** START **
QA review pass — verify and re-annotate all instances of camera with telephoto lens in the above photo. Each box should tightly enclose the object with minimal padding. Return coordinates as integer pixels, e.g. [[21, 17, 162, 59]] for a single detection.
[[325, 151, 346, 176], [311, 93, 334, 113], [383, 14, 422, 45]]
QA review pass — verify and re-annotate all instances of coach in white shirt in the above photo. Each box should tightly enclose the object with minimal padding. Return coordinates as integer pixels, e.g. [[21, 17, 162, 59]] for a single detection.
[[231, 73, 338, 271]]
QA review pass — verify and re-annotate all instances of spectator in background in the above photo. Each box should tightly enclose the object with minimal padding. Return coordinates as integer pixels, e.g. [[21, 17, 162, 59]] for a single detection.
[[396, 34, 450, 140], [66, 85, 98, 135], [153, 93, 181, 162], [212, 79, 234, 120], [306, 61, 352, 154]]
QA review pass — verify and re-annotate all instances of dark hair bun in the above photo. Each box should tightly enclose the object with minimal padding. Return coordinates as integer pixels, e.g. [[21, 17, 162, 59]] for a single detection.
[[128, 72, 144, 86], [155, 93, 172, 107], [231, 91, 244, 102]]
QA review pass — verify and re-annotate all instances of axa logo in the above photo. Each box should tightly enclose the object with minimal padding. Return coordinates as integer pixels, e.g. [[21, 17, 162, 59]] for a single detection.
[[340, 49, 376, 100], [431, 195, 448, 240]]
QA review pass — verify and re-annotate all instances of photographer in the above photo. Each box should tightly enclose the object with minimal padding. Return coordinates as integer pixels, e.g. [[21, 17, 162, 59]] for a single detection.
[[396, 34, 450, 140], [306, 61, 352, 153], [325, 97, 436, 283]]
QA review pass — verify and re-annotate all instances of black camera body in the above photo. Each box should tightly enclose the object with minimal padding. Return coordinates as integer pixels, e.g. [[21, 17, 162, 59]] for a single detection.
** END **
• Goal:
Give back every line of the entries above that contains the word "Return". Case counts.

• Exercise result:
QA review pass — verify and re-annotate all instances of camera with telephoto lens in the above photo. Each box should tightly enclose the object with minimal padding. Return coordinates as integer pixels, e.g. [[21, 17, 162, 59]] for a single detection.
QA review pass — verify and re-annotate all instances of coach in white shirt in the above photo. Each box should tightly enclose the object with minimal padding. Return coordinates as integer pixels, e.g. [[21, 17, 162, 59]] for a single detection.
QA review pass — verify and re-annotate all instances of spectator in background in the above photo. Each box should tightly enclose the object with minimal padding. Return coordinates as integer pixels, e.g. [[21, 17, 162, 59]] for a single detection.
QA review pass — verify and re-annotate all instances of dark hair bun in the above photo. Each box should tightly enclose the object with minimal padding. Return coordinates as integer pixels, e.g. [[21, 17, 162, 59]] for a single detection.
QA review pass — verify and re-annotate all instances of axa logo in the above photo. Each box should tightly enclose the object with minimal padding. Return coordinates as integer pixels, e.g. [[21, 17, 162, 59]] for a single detection.
QA review pass — verify and re-annotate all instances of photographer in the above photo. Each box should tightly enclose the object with minimal padding. Return coordinates as integer pixels, e.g. [[21, 17, 162, 59]] for a single detection.
QA review pass — verify and re-annotate all instances of black camera body in the above photo. Each box should tightly enclose the object with minimal padding. Return coordinates as integer pixels, e.g. [[21, 17, 162, 59]] for a single detection.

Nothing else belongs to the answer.